>>>>>
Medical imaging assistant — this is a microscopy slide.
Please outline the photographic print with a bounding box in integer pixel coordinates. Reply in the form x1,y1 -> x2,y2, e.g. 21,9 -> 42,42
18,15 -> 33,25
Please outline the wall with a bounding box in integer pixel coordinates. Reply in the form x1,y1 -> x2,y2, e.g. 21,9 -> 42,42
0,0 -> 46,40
<<<<<
>>>>>
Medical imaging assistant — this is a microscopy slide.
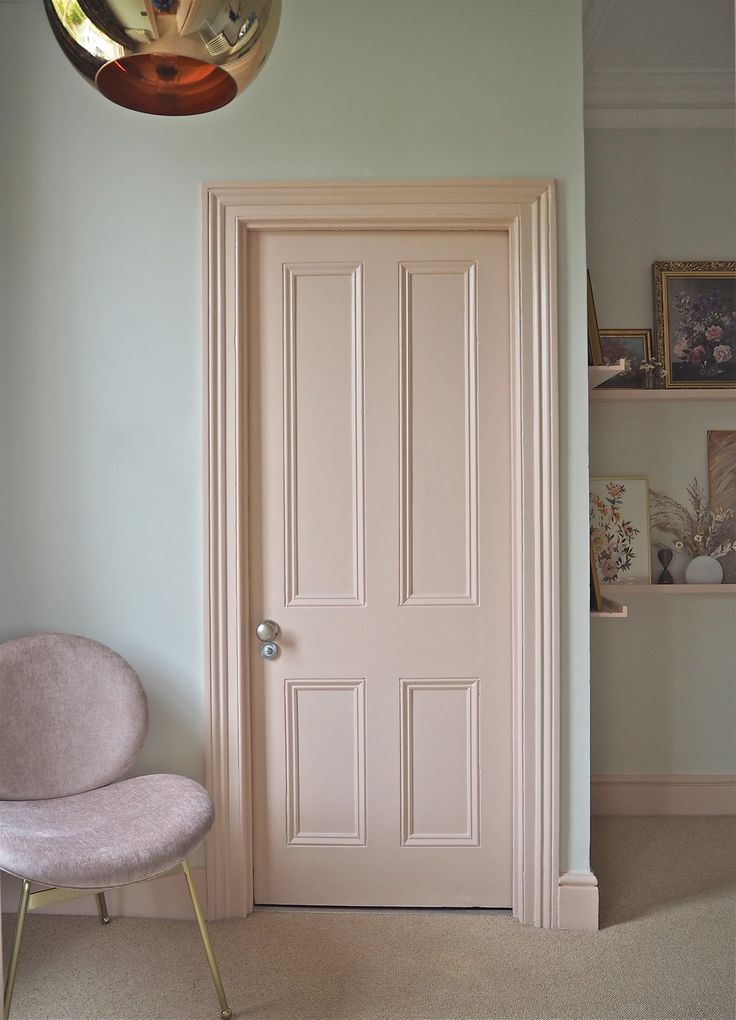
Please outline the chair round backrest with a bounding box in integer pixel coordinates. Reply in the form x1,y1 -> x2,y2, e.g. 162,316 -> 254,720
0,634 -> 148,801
<<<<<
>>>>>
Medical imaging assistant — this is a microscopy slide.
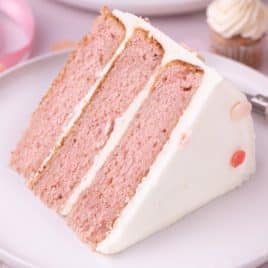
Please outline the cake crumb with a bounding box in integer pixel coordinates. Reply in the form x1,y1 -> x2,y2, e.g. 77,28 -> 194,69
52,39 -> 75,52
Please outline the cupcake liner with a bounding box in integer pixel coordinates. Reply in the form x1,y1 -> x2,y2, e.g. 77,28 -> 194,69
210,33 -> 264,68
<<<<<
What needs to be done
Copy only the material that begins at the line containing "Please outline the wall" and ends after the line containing "0,0 -> 46,40", keeping every line. Offset each bounding-box coordinate in the answers by -129, and leave all other numbers unchanged.

Response to the task
Please outline the wall with a bounding box in integer pixel coordinates. Reply in the form x1,y1 -> x2,y2, e.g. 21,9 -> 42,42
-129,-129 -> -83,-89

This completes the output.